##### DATASET RECORDS #####
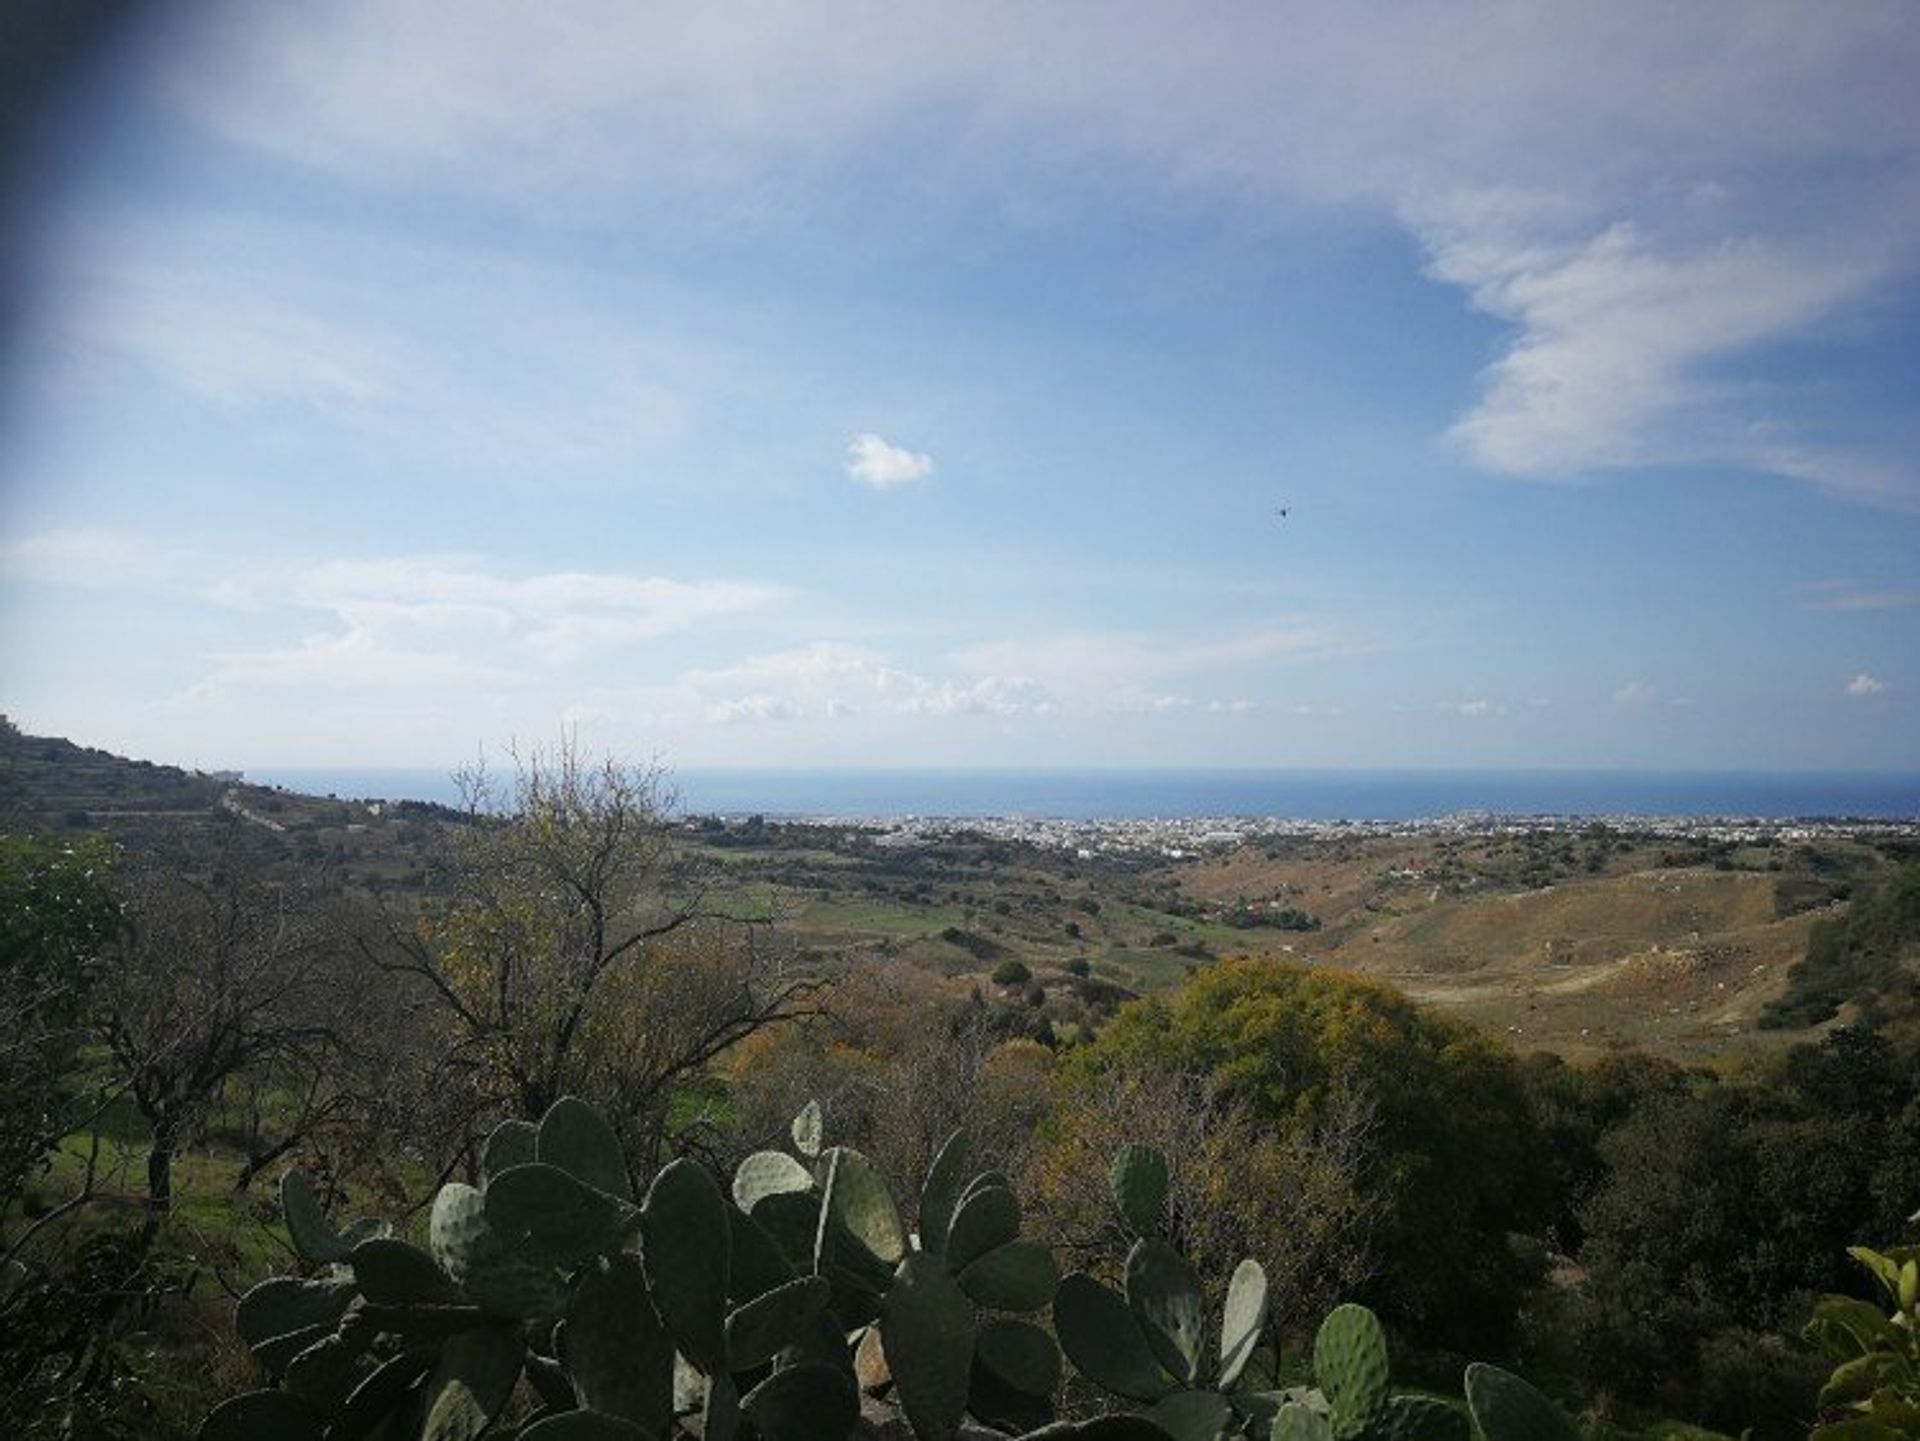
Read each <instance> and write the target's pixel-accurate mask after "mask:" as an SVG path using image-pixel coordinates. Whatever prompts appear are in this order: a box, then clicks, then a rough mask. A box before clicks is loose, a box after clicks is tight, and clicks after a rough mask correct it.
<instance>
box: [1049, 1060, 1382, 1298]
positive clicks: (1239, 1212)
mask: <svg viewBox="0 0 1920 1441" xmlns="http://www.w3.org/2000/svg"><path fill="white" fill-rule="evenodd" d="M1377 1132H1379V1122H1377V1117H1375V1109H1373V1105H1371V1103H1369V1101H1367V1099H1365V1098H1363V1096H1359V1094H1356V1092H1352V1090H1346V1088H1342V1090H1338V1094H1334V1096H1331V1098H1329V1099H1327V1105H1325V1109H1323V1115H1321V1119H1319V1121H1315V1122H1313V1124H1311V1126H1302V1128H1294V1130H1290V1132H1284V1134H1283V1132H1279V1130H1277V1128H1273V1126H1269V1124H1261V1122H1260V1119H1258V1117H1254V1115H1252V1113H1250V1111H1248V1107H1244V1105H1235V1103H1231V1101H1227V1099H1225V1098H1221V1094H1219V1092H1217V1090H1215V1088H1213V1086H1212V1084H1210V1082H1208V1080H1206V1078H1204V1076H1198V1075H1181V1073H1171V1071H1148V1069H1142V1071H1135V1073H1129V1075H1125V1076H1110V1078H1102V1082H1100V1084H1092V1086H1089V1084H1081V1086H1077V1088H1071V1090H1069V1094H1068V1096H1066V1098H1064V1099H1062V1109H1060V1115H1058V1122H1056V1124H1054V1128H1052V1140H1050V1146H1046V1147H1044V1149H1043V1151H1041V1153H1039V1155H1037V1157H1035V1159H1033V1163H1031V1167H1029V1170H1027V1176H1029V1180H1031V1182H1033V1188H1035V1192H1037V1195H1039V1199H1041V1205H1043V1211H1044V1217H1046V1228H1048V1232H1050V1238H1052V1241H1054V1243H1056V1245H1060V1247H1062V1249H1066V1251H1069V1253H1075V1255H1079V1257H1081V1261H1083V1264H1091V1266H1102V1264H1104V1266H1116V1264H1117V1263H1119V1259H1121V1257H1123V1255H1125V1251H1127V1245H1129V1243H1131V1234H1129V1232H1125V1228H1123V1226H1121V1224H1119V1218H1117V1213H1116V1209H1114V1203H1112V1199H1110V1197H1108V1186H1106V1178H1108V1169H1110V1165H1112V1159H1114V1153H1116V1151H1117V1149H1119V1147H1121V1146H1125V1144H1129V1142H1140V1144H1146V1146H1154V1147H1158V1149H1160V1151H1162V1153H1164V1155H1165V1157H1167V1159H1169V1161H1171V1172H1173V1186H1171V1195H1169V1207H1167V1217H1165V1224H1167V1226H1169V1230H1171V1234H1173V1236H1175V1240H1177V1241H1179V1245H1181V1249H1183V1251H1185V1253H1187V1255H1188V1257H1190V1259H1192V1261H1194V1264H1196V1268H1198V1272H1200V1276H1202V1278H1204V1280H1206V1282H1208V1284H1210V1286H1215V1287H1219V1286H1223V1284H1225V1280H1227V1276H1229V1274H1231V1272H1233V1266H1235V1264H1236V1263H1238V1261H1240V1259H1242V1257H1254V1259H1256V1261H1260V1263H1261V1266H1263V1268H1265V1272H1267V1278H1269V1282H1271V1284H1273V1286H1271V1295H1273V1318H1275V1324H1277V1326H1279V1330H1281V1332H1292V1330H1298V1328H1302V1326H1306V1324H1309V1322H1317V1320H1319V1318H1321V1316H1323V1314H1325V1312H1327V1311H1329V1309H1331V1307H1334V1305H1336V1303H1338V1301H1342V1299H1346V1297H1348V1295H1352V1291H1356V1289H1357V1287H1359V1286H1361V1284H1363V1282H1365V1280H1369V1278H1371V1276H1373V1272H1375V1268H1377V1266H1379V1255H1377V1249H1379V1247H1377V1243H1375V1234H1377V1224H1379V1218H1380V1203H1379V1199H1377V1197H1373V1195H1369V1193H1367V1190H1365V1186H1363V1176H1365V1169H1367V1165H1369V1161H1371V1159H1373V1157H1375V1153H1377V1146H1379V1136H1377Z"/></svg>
#####
Output every entry above verbatim, but leave out the pictures.

Read each <instance> and write the target's pixel-accurate mask after "mask:" as an SVG path using image-pixel coordinates. Whatever prompts appear are in this order: a box, then clicks, then a rough mask. A box before clicks is loose, a box after clicks is tight, and clicks after a rough mask correct it.
<instance>
box: [1049, 1060, 1382, 1298]
positive clicks: (1239, 1212)
mask: <svg viewBox="0 0 1920 1441" xmlns="http://www.w3.org/2000/svg"><path fill="white" fill-rule="evenodd" d="M1377 1132H1379V1122H1377V1117H1375V1109H1373V1105H1371V1103H1369V1101H1367V1099H1365V1098H1363V1096H1359V1094H1356V1092H1352V1090H1346V1088H1342V1090H1338V1094H1334V1096H1331V1098H1329V1099H1327V1105H1325V1109H1323V1115H1321V1119H1319V1121H1315V1122H1313V1124H1311V1126H1302V1128H1294V1130H1290V1132H1284V1134H1283V1132H1279V1130H1277V1128H1273V1126H1269V1124H1261V1122H1260V1119H1258V1117H1254V1115H1252V1113H1250V1111H1248V1107H1244V1105H1235V1103H1231V1101H1227V1099H1225V1098H1221V1094H1219V1092H1217V1090H1215V1088H1213V1086H1212V1084H1210V1082H1208V1080H1206V1078H1204V1076H1198V1075H1181V1073H1171V1071H1148V1069H1142V1071H1135V1073H1129V1075H1125V1076H1110V1078H1102V1082H1100V1084H1092V1086H1089V1084H1081V1086H1077V1088H1071V1090H1069V1094H1068V1096H1066V1098H1064V1099H1062V1109H1060V1115H1058V1122H1056V1124H1054V1128H1052V1140H1050V1146H1046V1147H1044V1149H1043V1151H1041V1153H1039V1155H1037V1157H1035V1159H1033V1163H1031V1167H1029V1170H1027V1176H1029V1180H1031V1182H1033V1188H1035V1192H1037V1195H1039V1199H1041V1205H1043V1211H1044V1217H1046V1228H1048V1232H1050V1238H1052V1241H1054V1243H1056V1245H1060V1247H1062V1249H1066V1251H1069V1253H1075V1255H1079V1257H1081V1261H1083V1264H1091V1266H1102V1264H1104V1266H1116V1264H1117V1263H1119V1259H1121V1257H1123V1255H1125V1251H1127V1245H1129V1243H1131V1234H1129V1232H1125V1228H1123V1226H1121V1224H1119V1218H1117V1213H1116V1209H1114V1203H1112V1199H1110V1197H1108V1186H1106V1178H1108V1169H1110V1165H1112V1159H1114V1153H1116V1151H1117V1149H1119V1147H1121V1146H1125V1144H1129V1142H1140V1144H1146V1146H1154V1147H1158V1149H1160V1151H1162V1153H1164V1155H1165V1157H1167V1159H1169V1161H1171V1172H1173V1186H1171V1195H1169V1207H1167V1217H1165V1224H1167V1226H1169V1230H1171V1234H1173V1236H1175V1240H1177V1241H1179V1245H1181V1249H1183V1251H1185V1253H1187V1255H1188V1257H1190V1259H1192V1261H1194V1264H1196V1268H1198V1272H1200V1276H1202V1278H1204V1280H1206V1282H1208V1284H1210V1286H1215V1287H1219V1286H1223V1284H1225V1280H1227V1276H1229V1274H1231V1272H1233V1266H1235V1264H1236V1263H1238V1261H1240V1259H1242V1257H1254V1259H1256V1261H1260V1263H1261V1266H1263V1268H1265V1272H1267V1278H1269V1282H1271V1284H1273V1286H1271V1295H1273V1318H1275V1324H1277V1326H1279V1330H1281V1332H1292V1330H1298V1328H1302V1326H1306V1324H1309V1322H1317V1320H1319V1318H1321V1316H1323V1314H1325V1312H1327V1311H1329V1309H1331V1307H1334V1305H1336V1303H1338V1301H1342V1299H1346V1297H1348V1295H1352V1291H1356V1289H1357V1287H1359V1286H1361V1284H1363V1282H1365V1280H1369V1278H1371V1276H1373V1272H1375V1268H1377V1266H1379V1255H1377V1249H1379V1247H1377V1243H1375V1234H1377V1224H1379V1218H1380V1203H1379V1199H1377V1197H1373V1195H1369V1193H1367V1190H1365V1186H1363V1176H1365V1169H1367V1165H1369V1161H1371V1159H1373V1157H1375V1153H1377V1146H1379V1136H1377Z"/></svg>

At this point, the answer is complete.